Last week Jeff Bezos, of Amazon, unveiled the Kindle 2 electronic reader. The new model mildly increases battery life, has a little more storage and is a little faster compared to the 2007 edition. Hardly a revolution. And at a price tag of $359 (€278) in the USA, the new owner has to be very motivated indeed, as he is only really purchasing a support for books and magazines he still has to buy form Amazon. Summed up like that, the Kindle has the makings of a disaster. Or is there something else going on?
When the Kindle was originally introduced in 2007, there were already a few ebook readers about, mostly just showing what electronic paper could look like – a screen without the backlit glare in your eyes, one which would be as tranquil on your eyes as ink on paper, or at least, sort of. Amazon’s reader was, and still is, a not so flashy gizmo with limited capabilities.
What makes it good, is that The Kindle allows people to download books or magazines on-the-go (using cellphone technology) from the Amazon database of 230 000 books. Add on to that the possibility to read newspapers, magazines and blogs and you have an all round reading tool in your hand. But, still, the Kindle has barely moved since release: it still has no coverage (US only, which is unbelievably restrictive for a travel companion), it is mono-lingual(!) although it can display foreign books and offers almost no side services (the worst is probably that there is no wifi). Surely this is all easy to beat by a competitor?
Consider the other corner: A 3-man company called Lexcycle has launched an application for book reading on the iPhone called Stanza. There are an estimated 35 million people walking around with an Apple iPhone or an iPod Touch, of which about a million have already downloaded the application (for free). Books can be currently be downloaded in 60 of the 75 countries in which the iPhone is sold and they offer the possibility of export to another platform (eg the Kindle or the Google Android phone). The Lexcylce approach seems a lot more promising than Amazon’s, not to mention that an iPhone is cheaper and filled to the rim with other amusing functions.

━━━━━━

SHORT EXERCISE 1
Give the rows starting at the line containing "task: provide the mask of each instance of the large" and ending at the line containing "[[[565,81],[416,108],[415,256],[598,288],[601,131]]]" as a Markdown table with the columns No. and Entry, leaving out blank lines.

━━━━━━

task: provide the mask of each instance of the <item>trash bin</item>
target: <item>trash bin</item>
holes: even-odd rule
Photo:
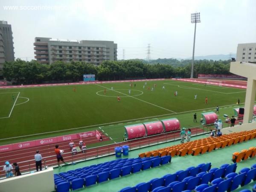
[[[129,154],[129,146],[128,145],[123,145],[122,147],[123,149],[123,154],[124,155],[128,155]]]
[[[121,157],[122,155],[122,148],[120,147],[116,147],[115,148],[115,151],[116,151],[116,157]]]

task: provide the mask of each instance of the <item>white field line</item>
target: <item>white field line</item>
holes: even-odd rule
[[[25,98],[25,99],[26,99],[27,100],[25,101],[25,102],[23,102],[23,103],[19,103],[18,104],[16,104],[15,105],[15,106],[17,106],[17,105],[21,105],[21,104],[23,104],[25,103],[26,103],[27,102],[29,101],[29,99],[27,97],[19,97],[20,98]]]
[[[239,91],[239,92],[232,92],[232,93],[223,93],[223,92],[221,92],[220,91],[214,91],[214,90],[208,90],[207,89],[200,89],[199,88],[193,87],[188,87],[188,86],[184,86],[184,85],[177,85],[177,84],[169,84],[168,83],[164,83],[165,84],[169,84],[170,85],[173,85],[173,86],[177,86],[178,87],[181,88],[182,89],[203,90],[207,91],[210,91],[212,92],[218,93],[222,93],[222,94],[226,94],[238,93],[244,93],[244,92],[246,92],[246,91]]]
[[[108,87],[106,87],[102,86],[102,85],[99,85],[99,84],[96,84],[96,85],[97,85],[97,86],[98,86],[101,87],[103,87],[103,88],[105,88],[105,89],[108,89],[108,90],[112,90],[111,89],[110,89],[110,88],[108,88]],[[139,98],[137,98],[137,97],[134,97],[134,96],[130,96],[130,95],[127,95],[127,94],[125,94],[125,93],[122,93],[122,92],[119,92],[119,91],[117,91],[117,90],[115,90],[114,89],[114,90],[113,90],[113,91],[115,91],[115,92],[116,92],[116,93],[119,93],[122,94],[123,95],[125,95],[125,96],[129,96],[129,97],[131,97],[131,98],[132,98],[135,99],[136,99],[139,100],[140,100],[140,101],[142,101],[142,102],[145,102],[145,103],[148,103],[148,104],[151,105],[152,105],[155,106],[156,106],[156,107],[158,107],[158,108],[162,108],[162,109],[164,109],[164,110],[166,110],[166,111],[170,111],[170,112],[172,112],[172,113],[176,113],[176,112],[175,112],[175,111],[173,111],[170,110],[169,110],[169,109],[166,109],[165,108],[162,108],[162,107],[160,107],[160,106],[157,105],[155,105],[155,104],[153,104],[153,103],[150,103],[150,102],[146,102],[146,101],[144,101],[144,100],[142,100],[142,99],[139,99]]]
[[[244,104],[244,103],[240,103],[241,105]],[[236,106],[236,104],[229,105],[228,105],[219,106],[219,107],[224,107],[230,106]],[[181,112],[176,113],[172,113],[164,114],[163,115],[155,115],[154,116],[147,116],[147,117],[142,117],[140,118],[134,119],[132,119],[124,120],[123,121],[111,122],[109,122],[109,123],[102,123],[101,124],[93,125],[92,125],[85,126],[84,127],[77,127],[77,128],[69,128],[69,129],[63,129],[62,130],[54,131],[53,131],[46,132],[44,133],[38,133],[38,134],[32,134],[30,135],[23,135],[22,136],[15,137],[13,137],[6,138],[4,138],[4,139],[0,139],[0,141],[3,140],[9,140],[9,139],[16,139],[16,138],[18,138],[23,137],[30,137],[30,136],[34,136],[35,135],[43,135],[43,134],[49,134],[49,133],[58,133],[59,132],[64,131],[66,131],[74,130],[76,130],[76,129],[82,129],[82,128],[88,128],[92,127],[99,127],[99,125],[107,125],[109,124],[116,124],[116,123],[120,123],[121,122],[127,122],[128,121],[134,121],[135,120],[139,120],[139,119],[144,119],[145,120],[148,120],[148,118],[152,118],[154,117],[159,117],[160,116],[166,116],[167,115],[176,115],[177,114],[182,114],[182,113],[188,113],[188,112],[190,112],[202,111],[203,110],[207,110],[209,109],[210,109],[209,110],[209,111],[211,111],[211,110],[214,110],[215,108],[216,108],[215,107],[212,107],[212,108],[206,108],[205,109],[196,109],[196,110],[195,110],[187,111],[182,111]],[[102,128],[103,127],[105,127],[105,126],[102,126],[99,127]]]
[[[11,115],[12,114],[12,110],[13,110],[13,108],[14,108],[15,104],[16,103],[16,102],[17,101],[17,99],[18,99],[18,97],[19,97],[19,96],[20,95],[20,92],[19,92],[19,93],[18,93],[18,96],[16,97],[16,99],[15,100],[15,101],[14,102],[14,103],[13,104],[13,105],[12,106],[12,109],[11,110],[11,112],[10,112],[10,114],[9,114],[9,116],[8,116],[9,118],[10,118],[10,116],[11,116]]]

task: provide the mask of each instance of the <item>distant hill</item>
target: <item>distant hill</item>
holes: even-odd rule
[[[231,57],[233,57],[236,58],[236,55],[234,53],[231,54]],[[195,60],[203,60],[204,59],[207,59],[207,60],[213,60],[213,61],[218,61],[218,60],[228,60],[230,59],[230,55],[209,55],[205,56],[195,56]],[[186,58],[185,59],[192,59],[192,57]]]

━━━━━━

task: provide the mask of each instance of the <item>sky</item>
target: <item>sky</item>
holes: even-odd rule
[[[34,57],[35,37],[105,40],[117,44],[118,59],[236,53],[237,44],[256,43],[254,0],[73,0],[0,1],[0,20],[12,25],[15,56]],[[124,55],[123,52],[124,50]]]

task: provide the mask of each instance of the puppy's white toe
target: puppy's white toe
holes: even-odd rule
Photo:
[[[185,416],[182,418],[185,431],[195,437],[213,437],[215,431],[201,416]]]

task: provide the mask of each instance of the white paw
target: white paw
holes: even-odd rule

━━━━━━

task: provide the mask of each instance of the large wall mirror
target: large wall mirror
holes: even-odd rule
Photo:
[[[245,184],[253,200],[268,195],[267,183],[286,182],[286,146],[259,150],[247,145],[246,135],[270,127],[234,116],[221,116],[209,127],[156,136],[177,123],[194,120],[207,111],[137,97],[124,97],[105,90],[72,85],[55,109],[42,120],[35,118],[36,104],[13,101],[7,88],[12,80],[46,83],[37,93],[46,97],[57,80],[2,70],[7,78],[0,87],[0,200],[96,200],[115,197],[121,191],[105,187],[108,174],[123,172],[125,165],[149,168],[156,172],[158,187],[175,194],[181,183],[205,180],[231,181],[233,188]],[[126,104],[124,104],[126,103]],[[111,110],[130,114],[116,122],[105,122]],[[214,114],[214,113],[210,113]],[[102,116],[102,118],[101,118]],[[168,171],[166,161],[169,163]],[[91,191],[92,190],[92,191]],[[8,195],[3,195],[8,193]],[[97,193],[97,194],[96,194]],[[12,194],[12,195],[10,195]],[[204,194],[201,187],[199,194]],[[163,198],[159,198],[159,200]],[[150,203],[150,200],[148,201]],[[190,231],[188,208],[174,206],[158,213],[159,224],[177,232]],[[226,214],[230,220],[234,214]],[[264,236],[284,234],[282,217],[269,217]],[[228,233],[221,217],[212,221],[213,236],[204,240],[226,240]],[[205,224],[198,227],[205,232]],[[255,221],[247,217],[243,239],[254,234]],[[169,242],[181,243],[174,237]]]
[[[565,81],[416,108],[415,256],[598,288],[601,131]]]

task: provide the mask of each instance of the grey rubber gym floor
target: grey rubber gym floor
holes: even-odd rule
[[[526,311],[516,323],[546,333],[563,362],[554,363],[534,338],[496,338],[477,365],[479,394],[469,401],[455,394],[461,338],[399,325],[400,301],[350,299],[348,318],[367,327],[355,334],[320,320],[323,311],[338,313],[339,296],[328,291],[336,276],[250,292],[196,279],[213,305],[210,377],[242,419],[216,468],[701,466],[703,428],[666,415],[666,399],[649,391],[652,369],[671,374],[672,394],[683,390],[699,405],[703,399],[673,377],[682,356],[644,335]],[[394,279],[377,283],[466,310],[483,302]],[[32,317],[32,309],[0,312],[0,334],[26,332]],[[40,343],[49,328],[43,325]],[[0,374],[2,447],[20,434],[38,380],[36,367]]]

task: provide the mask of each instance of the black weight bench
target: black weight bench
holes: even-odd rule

━━━━━━

SHORT EXERCISE 2
In the e-reader article, switch "wifi" to "Wi-Fi" in the passage starting at "What makes it" and ending at "by a competitor?", and give that passage again.

EXPECTED ANSWER 1
| No. | Entry |
|---|---|
| 1 | task: provide the mask of each instance of the large wall mirror |
| 2 | target: large wall mirror |
| 3 | holes: even-odd rule |
| 4 | Photo: |
| 5 | [[[245,184],[253,200],[268,195],[267,183],[286,182],[286,146],[259,150],[247,145],[246,135],[270,127],[234,116],[221,116],[209,127],[156,136],[177,123],[194,120],[207,111],[137,97],[124,97],[105,90],[72,85],[55,109],[42,120],[35,118],[36,104],[13,101],[7,88],[12,80],[46,83],[37,93],[46,97],[57,80],[2,70],[7,78],[0,87],[0,200],[96,200],[115,197],[121,191],[105,187],[108,174],[123,172],[125,165],[149,168],[156,172],[158,187],[175,194],[181,183],[205,180],[231,181],[233,188]],[[126,104],[124,104],[126,103]],[[111,110],[130,114],[116,122],[105,122]],[[214,114],[214,113],[210,113]],[[102,116],[102,118],[101,118]],[[168,171],[166,161],[169,163]],[[91,191],[92,190],[92,191]],[[8,195],[3,195],[8,193]],[[97,193],[97,194],[96,194]],[[12,194],[12,195],[10,195]],[[204,194],[201,187],[199,194]],[[163,198],[159,198],[159,200]],[[150,203],[150,200],[148,201]],[[190,231],[188,208],[174,206],[158,213],[159,224],[177,232]],[[226,214],[230,220],[234,214]],[[264,236],[284,234],[282,217],[269,217]],[[228,233],[221,217],[212,221],[213,236],[204,240],[226,240]],[[205,224],[198,227],[205,232]],[[255,221],[247,217],[243,239],[254,234]],[[169,242],[181,243],[174,237]]] |
| 6 | [[[565,81],[416,108],[415,256],[598,288],[601,131]]] |

EXPECTED ANSWER 2
What makes it good, is that The Kindle allows people to download books or magazines on-the-go (using cellphone technology) from the Amazon database of 230 000 books. Add on to that the possibility to read newspapers, magazines and blogs and you have an all round reading tool in your hand. But, still, the Kindle has barely moved since release: it still has no coverage (US only, which is unbelievably restrictive for a travel companion), it is mono-lingual(!) although it can display foreign books and offers almost no side services (the worst is probably that there is no Wi-Fi). Surely this is all easy to beat by a competitor?